§ **THE PROBLEM**:
Gather every line in the material below that contains the string "task", and copy each of those lines in full.

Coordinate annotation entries
═══

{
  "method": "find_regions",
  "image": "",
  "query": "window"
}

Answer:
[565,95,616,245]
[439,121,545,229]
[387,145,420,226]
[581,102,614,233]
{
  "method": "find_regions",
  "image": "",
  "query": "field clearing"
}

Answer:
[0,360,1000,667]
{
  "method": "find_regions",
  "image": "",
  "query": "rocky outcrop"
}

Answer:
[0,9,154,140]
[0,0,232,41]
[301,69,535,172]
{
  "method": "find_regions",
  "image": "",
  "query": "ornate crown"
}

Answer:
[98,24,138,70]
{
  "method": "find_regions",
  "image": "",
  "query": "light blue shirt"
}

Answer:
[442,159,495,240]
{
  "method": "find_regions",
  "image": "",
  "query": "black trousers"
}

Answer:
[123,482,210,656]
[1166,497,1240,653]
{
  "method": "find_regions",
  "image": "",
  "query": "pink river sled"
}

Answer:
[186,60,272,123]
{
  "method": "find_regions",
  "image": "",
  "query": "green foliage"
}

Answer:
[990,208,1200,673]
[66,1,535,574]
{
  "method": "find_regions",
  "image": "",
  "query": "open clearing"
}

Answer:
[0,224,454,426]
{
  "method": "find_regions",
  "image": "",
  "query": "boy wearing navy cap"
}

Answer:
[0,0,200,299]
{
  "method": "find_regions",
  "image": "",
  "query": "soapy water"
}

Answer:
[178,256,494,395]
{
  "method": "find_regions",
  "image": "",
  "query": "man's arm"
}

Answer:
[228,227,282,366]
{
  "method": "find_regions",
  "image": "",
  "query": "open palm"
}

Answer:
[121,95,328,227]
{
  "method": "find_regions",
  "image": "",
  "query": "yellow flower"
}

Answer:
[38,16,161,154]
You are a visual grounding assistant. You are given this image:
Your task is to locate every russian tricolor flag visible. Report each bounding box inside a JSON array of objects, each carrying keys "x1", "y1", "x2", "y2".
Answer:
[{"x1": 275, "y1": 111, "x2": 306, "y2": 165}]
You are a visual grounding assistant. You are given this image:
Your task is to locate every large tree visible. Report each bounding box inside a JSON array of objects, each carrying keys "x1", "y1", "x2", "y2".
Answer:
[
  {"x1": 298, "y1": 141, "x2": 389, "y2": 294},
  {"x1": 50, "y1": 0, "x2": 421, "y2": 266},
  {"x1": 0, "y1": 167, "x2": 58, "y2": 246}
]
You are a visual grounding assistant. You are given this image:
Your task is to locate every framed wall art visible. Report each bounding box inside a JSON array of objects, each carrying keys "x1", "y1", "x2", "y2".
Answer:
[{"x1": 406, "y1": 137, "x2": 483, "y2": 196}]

═══

§ **FINISHED ANSWER**:
Your task is to locate every russian tricolor flag visible. Report each bounding box inside a JSON array of objects, each carrying keys "x1", "y1", "x2", "y2".
Your task is to locate every large tree visible. Report each bounding box inside a JSON array of objects, each carrying keys "x1", "y1", "x2", "y2".
Your task is to locate every framed wall art visible. Report each bounding box inside a JSON array of objects, each carrying keys "x1", "y1", "x2", "y2".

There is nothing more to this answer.